Challenge ->
Reproduce the full listing that appears beneath this instruction exactly.

Collection entries
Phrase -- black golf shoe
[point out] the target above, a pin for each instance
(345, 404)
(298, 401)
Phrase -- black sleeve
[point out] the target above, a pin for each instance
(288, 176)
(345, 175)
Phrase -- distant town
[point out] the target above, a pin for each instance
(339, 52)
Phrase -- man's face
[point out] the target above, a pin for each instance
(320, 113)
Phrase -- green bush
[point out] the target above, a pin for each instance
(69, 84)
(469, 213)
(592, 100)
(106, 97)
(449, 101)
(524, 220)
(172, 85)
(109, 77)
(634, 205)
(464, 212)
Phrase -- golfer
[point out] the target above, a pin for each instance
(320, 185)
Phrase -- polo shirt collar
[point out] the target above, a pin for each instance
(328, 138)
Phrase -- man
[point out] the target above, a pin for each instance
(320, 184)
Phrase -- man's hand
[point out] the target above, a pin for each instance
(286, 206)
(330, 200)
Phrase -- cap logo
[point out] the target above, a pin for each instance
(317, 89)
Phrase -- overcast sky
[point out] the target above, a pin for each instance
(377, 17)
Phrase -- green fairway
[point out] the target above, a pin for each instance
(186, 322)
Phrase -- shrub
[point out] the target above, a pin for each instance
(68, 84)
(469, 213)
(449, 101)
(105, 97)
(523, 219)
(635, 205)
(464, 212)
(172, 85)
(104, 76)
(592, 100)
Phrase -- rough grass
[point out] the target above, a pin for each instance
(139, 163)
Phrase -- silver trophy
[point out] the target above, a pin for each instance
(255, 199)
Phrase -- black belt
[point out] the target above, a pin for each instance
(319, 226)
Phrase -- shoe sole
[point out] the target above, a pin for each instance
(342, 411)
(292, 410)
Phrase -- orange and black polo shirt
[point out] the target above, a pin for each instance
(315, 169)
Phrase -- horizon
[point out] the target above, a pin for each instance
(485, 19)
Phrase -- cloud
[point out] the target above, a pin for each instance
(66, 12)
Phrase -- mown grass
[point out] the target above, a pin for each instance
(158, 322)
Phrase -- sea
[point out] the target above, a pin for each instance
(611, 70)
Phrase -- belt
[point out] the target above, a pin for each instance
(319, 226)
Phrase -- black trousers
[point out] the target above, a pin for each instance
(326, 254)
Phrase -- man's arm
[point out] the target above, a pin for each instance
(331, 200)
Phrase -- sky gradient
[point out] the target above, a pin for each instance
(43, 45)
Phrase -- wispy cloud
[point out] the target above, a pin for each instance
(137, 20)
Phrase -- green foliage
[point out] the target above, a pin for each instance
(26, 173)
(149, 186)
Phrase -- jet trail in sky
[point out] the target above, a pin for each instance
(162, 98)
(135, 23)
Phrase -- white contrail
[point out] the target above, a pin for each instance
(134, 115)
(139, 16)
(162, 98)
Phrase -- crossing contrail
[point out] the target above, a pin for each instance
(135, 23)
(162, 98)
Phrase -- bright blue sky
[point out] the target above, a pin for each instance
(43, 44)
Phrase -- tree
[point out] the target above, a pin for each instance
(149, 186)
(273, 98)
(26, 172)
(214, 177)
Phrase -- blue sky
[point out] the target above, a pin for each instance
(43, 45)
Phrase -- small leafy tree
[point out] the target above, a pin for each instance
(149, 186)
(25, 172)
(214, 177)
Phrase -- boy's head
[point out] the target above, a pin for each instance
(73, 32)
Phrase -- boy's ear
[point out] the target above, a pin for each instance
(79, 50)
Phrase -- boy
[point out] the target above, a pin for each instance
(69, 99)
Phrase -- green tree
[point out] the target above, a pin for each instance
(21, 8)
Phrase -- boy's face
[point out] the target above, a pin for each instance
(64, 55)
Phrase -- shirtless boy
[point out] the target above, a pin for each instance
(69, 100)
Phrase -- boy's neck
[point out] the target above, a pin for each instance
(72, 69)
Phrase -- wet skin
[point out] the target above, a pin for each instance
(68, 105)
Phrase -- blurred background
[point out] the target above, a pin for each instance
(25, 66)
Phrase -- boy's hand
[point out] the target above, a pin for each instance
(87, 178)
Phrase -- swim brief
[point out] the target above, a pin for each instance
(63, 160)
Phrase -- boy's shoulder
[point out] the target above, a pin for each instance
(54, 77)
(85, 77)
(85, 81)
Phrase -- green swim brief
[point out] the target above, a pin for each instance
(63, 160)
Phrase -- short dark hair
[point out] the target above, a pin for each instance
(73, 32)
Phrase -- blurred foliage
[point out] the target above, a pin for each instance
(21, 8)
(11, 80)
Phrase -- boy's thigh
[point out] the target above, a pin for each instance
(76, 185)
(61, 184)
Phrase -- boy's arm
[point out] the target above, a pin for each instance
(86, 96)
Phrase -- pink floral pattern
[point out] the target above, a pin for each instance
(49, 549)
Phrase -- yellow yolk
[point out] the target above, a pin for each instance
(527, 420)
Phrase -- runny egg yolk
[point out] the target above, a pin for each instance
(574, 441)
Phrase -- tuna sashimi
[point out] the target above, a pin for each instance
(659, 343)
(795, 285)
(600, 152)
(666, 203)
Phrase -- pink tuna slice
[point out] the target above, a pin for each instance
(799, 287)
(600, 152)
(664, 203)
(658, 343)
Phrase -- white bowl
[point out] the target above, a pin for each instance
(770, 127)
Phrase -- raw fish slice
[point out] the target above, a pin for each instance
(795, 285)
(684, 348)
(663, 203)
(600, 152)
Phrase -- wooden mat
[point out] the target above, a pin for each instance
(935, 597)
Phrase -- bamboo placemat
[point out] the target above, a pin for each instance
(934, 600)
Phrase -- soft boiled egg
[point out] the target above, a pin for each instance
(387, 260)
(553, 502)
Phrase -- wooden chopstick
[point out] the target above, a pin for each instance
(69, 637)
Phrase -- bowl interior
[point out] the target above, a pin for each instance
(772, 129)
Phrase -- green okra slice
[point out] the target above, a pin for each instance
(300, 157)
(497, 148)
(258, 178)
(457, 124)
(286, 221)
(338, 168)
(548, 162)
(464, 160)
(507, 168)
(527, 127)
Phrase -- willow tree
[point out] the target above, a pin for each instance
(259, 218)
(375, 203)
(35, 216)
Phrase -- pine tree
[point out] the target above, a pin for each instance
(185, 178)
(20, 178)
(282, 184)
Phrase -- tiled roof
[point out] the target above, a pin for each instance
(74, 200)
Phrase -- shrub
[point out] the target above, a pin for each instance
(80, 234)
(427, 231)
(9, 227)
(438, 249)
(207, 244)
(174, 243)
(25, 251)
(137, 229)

Result below ->
Phrase -- black golf shoe
[point out] the target above, a pin for each instance
(345, 404)
(298, 401)
Phrase -- black sleeve
[point out] the target above, a pin for each instance
(288, 176)
(345, 175)
Phrase -- distant town
[point out] the target above, a pin for each instance
(339, 52)
Phrase -- man's face
[point out] the target above, a pin for each instance
(320, 113)
Phrase -- green bush
[point out] the target above, a pin for each instance
(69, 84)
(469, 213)
(592, 100)
(106, 97)
(449, 101)
(524, 220)
(172, 85)
(109, 77)
(634, 205)
(464, 212)
Phrase -- golfer
[point out] the target above, a pin for each instance
(320, 185)
Phrase -- polo shirt collar
[point out] the target above, a pin for each instance
(328, 138)
Phrase -- man
[point out] the target above, a pin for each instance
(320, 184)
Phrase -- man's hand
[point out] the target above, a pin for each instance
(286, 206)
(330, 200)
Phrase -- cap logo
[point out] the target above, a pin for each instance
(317, 89)
Phrase -- overcast sky
[point out] the target above, a pin for each instance
(377, 17)
Phrase -- green fairway
[point out] the target above, a pin for each instance
(186, 322)
Phrase -- shrub
[point out] the target above, a pin for each instance
(68, 84)
(469, 213)
(449, 101)
(105, 97)
(523, 219)
(635, 205)
(464, 212)
(172, 85)
(104, 76)
(592, 100)
Phrase -- rough grass
[point out] the target above, a pin for each instance
(139, 163)
Phrase -- silver trophy
[point out] the target above, a pin for each instance
(255, 199)
Phrase -- black belt
[point out] the target above, a pin for each instance
(319, 226)
Phrase -- shoe sole
[point out] the target above, a pin for each instance
(342, 411)
(292, 410)
Phrase -- orange and black polo shirt
[point out] the target above, a pin for each instance
(315, 169)
Phrase -- horizon
[point out] the target above, a pin for each instance
(485, 19)
Phrase -- cloud
[point out] the target above, a pin for each instance
(66, 12)
Phrase -- mown grass
[point out] the target above, a pin for each instance
(158, 322)
Phrase -- sea
[point out] the target above, a pin for each instance
(611, 70)
Phrase -- belt
[point out] the target above, a pin for each instance
(319, 226)
Phrase -- black trousers
[point out] the target above, a pin for each instance
(326, 254)
Phrase -- man's arm
[point out] the target above, a pin for each instance
(331, 200)
Phrase -- sky gradient
[point out] the target above, a pin for each instance
(43, 45)
Phrase -- wispy cloud
[point out] the target above, a pin for each instance
(137, 20)
Phrase -- green foliage
[point out] the target above, a pin for each instance
(26, 173)
(149, 186)
Phrase -- jet trail in sky
[point out] the target above, a pin for each instance
(162, 98)
(135, 23)
Phrase -- white contrail
[point out] the target above, a pin for each instance
(134, 115)
(139, 16)
(162, 98)
Phrase -- crossing contrail
[point out] the target above, a pin for each instance
(135, 23)
(162, 98)
Phrase -- bright blue sky
[point out] the target above, a pin for each instance
(43, 44)
Phrase -- tree
[point out] the target above, a pin for each instance
(149, 186)
(273, 98)
(26, 172)
(214, 177)
Phrase -- blue sky
[point out] the target above, a pin for each instance
(43, 45)
Phrase -- small leafy tree
[point out] the target above, a pin for each instance
(149, 186)
(25, 172)
(214, 177)
Phrase -- boy's head
[point out] the target above, a pin for each instance
(73, 32)
Phrase -- boy's ear
[point out] the target above, a pin for each instance
(79, 50)
Phrase -- boy
[point out] the target above, a pin for each instance
(69, 99)
Phrase -- green tree
[point out] the target above, a pin for each instance
(21, 8)
Phrase -- boy's face
[point out] the target above, a pin for each instance
(64, 55)
Phrase -- shirtless boy
[point out] the target above, a pin for each instance
(69, 100)
Phrase -- boy's neck
[point out] the target above, a pin for each instance
(72, 69)
Phrase -- wet skin
[point out] the target above, a pin for each instance
(68, 105)
Phrase -- blurred background
[point out] the target above, a pin for each instance
(25, 66)
Phrase -- boy's hand
[point out] the target above, a pin for each instance
(87, 178)
Phrase -- swim brief
[point out] the target above, a pin for each instance
(63, 160)
Phrase -- boy's shoulder
[point out] the target above, a pin for each instance
(54, 77)
(85, 77)
(85, 81)
Phrase -- green swim brief
[point out] the target above, a pin for each instance
(63, 160)
Phrase -- short dark hair
[point out] the target above, a pin for each instance
(73, 32)
Phrase -- blurred foliage
[point out] the target above, a pin for each instance
(21, 8)
(11, 80)
Phrase -- boy's thigh
[point out] the target above, a pin for each instance
(76, 185)
(61, 184)
Phrase -- boy's arm
[point out] the target above, a pin for each instance
(86, 96)
Phrase -- pink floral pattern
[point out] the target above, a pin for each instance
(49, 549)
Phrase -- yellow yolk
[point out] the target above, a pin for each instance
(527, 420)
Phrase -- runny egg yolk
[point out] the target above, a pin for each instance
(574, 441)
Phrase -- tuna sashimi
[point out] the target above, a pin for each instance
(659, 343)
(795, 285)
(600, 152)
(666, 203)
Phrase -- pink tuna slice
[point out] the target above, a pin for each instance
(799, 287)
(600, 152)
(664, 203)
(658, 343)
Phrase -- white bowl
[point out] the target above, a pin for each instance
(770, 127)
Phrase -- raw fish slice
[point out] the target above, a pin for each instance
(795, 285)
(684, 348)
(663, 203)
(600, 152)
Phrase -- wooden mat
[point out] the target above, a pin for each instance
(935, 597)
Phrase -- bamboo placemat
[point out] the target above, a pin for each instance
(934, 600)
Phrase -- soft boiled egg
[point out] the target above, a pin for each instance
(387, 260)
(553, 502)
Phrase -- wooden chopstick
[point out] the target above, a pin for each instance
(69, 637)
Phrase -- bowl interior
[point out] the target above, a pin for each instance
(772, 129)
Phrase -- green okra slice
[point out] the target above, a pin for each instance
(300, 157)
(497, 148)
(258, 178)
(457, 124)
(286, 221)
(338, 168)
(548, 162)
(464, 160)
(507, 168)
(527, 127)
Phrase -- willow tree
[point out] the target above, a pin for each instance
(259, 218)
(375, 203)
(35, 216)
Phrase -- pine tree
[point out] the target above, a pin for each instance
(185, 178)
(20, 178)
(282, 184)
Phrase -- tiled roof
[point out] the target above, a pin for each instance
(74, 200)
Phrase -- shrub
[point out] the target above, a pin for each instance
(80, 234)
(427, 231)
(9, 227)
(438, 249)
(207, 244)
(174, 243)
(25, 251)
(137, 229)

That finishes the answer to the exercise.